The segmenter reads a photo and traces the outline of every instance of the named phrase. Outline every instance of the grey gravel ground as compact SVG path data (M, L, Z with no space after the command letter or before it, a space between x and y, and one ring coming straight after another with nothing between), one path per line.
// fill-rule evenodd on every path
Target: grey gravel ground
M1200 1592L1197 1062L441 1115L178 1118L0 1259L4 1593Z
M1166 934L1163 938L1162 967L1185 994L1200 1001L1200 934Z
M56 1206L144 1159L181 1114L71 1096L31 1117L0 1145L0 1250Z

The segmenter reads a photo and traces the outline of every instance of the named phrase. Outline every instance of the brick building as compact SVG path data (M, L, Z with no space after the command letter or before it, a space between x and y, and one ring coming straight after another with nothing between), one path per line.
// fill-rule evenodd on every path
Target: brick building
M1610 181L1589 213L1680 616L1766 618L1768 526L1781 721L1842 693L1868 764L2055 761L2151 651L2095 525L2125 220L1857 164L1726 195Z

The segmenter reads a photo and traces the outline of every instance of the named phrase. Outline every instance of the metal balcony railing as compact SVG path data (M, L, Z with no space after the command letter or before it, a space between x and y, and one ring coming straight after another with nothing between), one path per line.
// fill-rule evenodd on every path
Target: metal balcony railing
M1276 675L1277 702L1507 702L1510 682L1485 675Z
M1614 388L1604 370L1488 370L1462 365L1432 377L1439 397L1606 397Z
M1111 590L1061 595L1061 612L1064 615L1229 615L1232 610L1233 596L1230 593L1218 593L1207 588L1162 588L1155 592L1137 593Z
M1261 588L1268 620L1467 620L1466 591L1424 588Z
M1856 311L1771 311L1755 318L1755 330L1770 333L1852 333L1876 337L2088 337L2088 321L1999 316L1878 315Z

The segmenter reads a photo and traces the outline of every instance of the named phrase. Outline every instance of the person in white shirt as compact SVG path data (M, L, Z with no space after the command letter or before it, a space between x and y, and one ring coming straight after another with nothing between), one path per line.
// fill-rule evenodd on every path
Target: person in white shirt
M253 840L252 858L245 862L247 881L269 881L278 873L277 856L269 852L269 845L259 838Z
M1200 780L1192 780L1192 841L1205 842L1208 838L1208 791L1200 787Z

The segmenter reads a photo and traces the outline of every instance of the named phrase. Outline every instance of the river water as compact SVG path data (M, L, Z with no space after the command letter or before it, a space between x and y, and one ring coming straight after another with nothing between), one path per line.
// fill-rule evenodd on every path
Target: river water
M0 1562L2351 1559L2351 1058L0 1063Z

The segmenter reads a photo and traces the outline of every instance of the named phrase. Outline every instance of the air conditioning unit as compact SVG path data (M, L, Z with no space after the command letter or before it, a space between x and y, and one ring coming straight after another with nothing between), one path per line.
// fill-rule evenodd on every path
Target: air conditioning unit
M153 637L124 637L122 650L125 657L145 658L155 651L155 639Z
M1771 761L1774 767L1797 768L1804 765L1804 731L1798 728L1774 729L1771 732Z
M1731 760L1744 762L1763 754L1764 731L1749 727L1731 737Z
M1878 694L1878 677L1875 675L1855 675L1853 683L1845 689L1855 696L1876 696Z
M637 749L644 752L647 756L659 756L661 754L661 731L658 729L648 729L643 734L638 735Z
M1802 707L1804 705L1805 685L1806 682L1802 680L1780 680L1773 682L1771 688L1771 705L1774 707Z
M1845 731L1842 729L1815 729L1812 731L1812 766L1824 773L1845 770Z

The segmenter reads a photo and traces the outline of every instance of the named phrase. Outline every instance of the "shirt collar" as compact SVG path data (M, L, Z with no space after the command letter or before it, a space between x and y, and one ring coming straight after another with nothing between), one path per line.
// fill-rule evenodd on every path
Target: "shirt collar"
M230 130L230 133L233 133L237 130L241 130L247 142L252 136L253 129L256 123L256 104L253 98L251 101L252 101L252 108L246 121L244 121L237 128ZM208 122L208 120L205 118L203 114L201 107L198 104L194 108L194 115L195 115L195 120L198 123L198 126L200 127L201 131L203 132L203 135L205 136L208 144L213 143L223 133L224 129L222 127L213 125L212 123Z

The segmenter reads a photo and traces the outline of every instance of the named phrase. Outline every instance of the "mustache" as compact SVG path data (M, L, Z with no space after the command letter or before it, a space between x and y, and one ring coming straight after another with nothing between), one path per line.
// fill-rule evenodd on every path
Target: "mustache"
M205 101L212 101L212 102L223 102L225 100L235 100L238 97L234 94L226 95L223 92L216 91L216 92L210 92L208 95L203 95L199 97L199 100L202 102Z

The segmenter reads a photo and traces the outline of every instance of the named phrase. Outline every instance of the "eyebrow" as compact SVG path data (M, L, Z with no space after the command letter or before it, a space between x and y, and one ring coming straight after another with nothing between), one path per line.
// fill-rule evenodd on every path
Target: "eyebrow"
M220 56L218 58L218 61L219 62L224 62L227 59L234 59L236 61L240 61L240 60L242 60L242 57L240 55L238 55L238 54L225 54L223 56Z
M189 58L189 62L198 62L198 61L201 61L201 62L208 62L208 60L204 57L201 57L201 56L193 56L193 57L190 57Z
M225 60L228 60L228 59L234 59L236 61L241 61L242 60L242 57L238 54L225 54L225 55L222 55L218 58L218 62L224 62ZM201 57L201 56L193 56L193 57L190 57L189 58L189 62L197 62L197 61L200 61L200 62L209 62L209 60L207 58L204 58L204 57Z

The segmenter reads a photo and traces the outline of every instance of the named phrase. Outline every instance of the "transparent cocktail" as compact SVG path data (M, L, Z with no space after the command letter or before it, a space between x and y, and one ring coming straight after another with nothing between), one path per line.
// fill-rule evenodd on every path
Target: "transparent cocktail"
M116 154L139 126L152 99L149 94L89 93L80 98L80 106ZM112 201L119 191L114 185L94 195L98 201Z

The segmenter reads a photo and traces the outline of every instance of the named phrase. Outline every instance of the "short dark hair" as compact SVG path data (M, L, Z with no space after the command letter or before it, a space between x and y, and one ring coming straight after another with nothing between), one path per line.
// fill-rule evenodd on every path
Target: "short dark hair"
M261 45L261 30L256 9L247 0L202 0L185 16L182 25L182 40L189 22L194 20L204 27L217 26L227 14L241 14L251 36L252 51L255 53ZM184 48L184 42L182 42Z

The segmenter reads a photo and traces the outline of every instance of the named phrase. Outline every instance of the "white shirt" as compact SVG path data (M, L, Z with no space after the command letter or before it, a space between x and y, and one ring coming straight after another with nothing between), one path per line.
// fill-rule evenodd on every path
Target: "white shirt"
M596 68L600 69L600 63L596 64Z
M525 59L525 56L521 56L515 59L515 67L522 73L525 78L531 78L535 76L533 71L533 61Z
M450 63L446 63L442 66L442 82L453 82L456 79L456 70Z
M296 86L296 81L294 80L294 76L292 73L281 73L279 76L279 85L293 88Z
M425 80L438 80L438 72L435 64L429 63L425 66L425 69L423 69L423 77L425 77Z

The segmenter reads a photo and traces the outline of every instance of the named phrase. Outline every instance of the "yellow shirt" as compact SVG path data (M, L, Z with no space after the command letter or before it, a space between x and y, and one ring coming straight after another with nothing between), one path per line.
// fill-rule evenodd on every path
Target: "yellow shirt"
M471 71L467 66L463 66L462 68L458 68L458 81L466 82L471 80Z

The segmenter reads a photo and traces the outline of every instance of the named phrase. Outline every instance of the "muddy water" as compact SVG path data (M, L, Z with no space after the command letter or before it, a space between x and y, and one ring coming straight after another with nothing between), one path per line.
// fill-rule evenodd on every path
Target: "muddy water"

· · · ·

**Problem description**
Output all preceding records character for character.

**Expected answer**
The segmenter reads a photo and traces the outline of every instance of the named phrase. Outline every instance of the grey gravel ground as compact SVG path data (M, L, Z with no space after the command letter or before it, a space between x and y, and one ring coming straight after another with nothing between), one path per line.
// fill-rule evenodd on every path
Target: grey gravel ground
M1200 1592L1197 1062L441 1115L178 1118L0 1259L4 1593Z
M1166 934L1163 938L1162 967L1185 994L1200 1001L1200 934Z
M56 1206L144 1159L181 1114L71 1096L31 1117L0 1145L0 1250Z

The segmenter reads a photo and traces the outline of every instance of the named phrase. Outline every instance of the brick building as compact SVG path data (M, L, Z with no space after the command letter or before it, a space between x and y, and one ring coming straight after another with nothing between), one path per line.
// fill-rule evenodd on every path
Target: brick building
M1610 181L1589 213L1680 616L1766 618L1768 526L1781 721L1842 693L1868 764L2055 761L2151 651L2095 525L2125 220L1857 164L1726 195Z

The segmenter reads a photo and traces the outline of every instance of the named phrase. Outline every instance of the metal balcony railing as compact SVG path data (M, L, Z with no space after the command letter or before it, a space between x and y, and one ring coming straight after another with nothing between), one path per line.
// fill-rule evenodd on every path
Target: metal balcony railing
M1276 675L1277 702L1507 702L1510 682L1485 675Z
M1614 388L1604 370L1488 370L1462 365L1432 377L1439 397L1606 397Z
M1111 590L1061 595L1061 612L1064 615L1229 615L1232 610L1233 596L1230 593L1218 593L1207 588L1162 588L1155 592L1137 593Z
M1261 588L1268 620L1467 620L1466 591L1424 588Z
M1856 311L1771 311L1755 318L1755 330L1770 333L1852 333L1876 337L2088 337L2088 321L1999 316L1878 315Z

The segmenter reads a photo and traces the outline of every instance of the named phrase. Outline every instance of the person in white shirt as compact SVG path data (M, L, Z with no space after the command letter or before it, a space between x and y, and one ring coming straight after another with nothing between), one path per line.
// fill-rule evenodd on every path
Target: person in white shirt
M253 840L252 858L245 862L247 881L269 881L278 873L277 856L269 852L269 845L259 838Z
M1200 780L1192 780L1192 841L1205 842L1208 838L1208 791L1200 787Z

The segmenter reads a photo and traces the outline of every instance of the named phrase. Outline every instance of the river water as compact SVG path data (M, L, Z with no space after the command letter or before it, a space between x and y, and one ring coming straight after another with nothing between), one path per line.
// fill-rule evenodd on every path
Target: river water
M0 1562L2351 1559L2351 1058L0 1063Z

The segmenter reads a photo and traces the outline of every instance of the named phrase. Outline every instance of the air conditioning unit as compact SVG path data (M, L, Z with no space after the command letter or before it, a space between x and y, and one ring coming straight after another with nothing between), one path per line.
// fill-rule evenodd on every path
Target: air conditioning unit
M153 637L124 637L122 650L125 657L145 658L155 651L155 639Z
M1771 761L1774 767L1797 768L1804 765L1804 731L1798 728L1774 729L1771 732Z
M1731 760L1744 762L1763 754L1764 731L1749 727L1731 737Z
M1878 694L1878 677L1875 675L1855 675L1853 683L1845 689L1855 696L1876 696Z
M637 749L644 752L647 756L659 756L661 754L661 731L658 729L648 729L643 734L638 735Z
M1802 707L1804 705L1805 685L1806 682L1802 680L1780 680L1773 682L1771 688L1771 705L1774 707Z
M1845 731L1842 729L1815 729L1812 731L1812 766L1824 773L1845 770Z

The segmenter reads a photo and traces the outline of every instance of the named phrase. Outline every instance of the "shirt collar" as compact SVG path data (M, L, Z with no space after the command letter or before it, a space between x and y, and one ring coming straight after another with nothing between), one path per line.
// fill-rule evenodd on every path
Target: "shirt collar"
M230 130L230 133L233 133L237 130L241 130L247 142L252 136L253 129L256 123L256 104L253 98L251 101L252 101L252 108L246 121L244 121L237 128ZM208 122L208 120L205 118L203 114L201 107L198 104L194 108L194 115L195 115L195 120L198 123L198 126L200 127L201 131L203 132L203 135L205 136L208 144L213 143L223 133L224 129L222 127L213 125L212 123Z

The segmenter reads a photo and traces the outline of every instance of the named phrase. Outline every instance of the "mustache" as compact SVG path data (M, L, Z with no space after the command letter or before it, a space between x and y, and one ring coming straight after another with nothing between), one path per line.
// fill-rule evenodd on every path
Target: "mustache"
M205 101L212 101L212 102L223 102L225 100L235 100L238 97L234 94L226 95L223 92L216 91L216 92L210 92L208 95L203 95L199 97L199 100L202 102Z

The segmenter reads a photo and traces the outline of every instance of the named phrase. Outline every instance of the "eyebrow" as compact SVG path data (M, L, Z with no space after the command letter or before it, a space between x and y, and one ring coming straight after another with nothing between), one path per line.
// fill-rule evenodd on every path
Target: "eyebrow"
M220 56L218 58L218 61L219 62L224 62L227 59L234 59L236 61L240 61L240 60L242 60L242 57L240 55L238 55L238 54L225 54L223 56Z
M189 58L189 62L198 62L198 61L201 61L201 62L208 62L208 60L204 57L201 57L201 56L193 56L193 57L190 57Z
M225 60L228 60L228 59L234 59L236 61L241 61L242 60L242 57L238 54L225 54L225 55L222 55L218 58L218 62L224 62ZM201 57L201 56L193 56L193 57L190 57L189 58L189 62L197 62L197 61L200 61L200 62L209 62L209 60L207 58L204 58L204 57Z

The segmenter reads a photo and traces the outline of every instance of the named phrase. Outline every instance of the "transparent cocktail" as compact SVG path data (M, L, Z with no space after the command letter or before it, a space between x and y, and one ring coming straight after another with nothing between), one path per line.
// fill-rule evenodd on every path
Target: "transparent cocktail"
M116 154L139 126L152 99L149 94L89 93L80 98L80 106ZM112 201L119 191L114 185L94 195L98 201Z

The segmenter reads a photo and traces the outline of every instance of the named phrase. Outline every instance of the "short dark hair" as compact SVG path data (M, L, Z with no space after the command letter or before it, a space between x and y, and one ring coming straight after another with nothing between), one path per line.
// fill-rule evenodd on every path
Target: "short dark hair"
M261 45L261 30L256 9L247 0L202 0L185 16L182 25L182 40L189 22L194 20L204 27L217 26L227 14L241 14L251 36L252 51L255 53ZM184 48L184 42L182 42Z

The segmenter reads a photo and traces the outline of every instance of the named phrase. Outline every instance of the "white shirt" as compact SVG path data (M, L, Z with no space after the command letter or before it, a space between x and y, and one ring coming straight after another with nothing between), one path per line.
// fill-rule evenodd on every path
Target: "white shirt"
M596 68L600 69L600 63L596 64Z
M525 59L525 56L521 56L515 59L515 67L522 73L525 78L531 78L535 76L533 71L533 61Z
M450 63L446 63L442 66L442 82L453 82L456 79L456 70Z
M296 86L296 81L294 80L294 76L292 73L281 73L279 76L279 85L293 88Z
M425 80L438 80L438 72L435 64L429 63L425 66L425 69L423 69L423 77L425 77Z

The segmenter reads a photo and traces the outline of every instance of the named phrase. Outline every instance of the "yellow shirt" as compact SVG path data (M, L, Z with no space after the command letter or before it, a space between x and y, and one ring coming straight after another with nothing between), one path per line.
// fill-rule evenodd on every path
Target: "yellow shirt"
M471 71L467 66L463 66L462 68L458 68L458 81L466 82L471 80Z

The segmenter reads a photo and traces the outline of every instance of the named phrase. Outline every instance of the "muddy water" as compact SVG path data (M, L, Z with no space after the command letter or before it, a space between x and y, and one ring coming straight after another with nothing between), one path per line.
// fill-rule evenodd on every path
Target: "muddy water"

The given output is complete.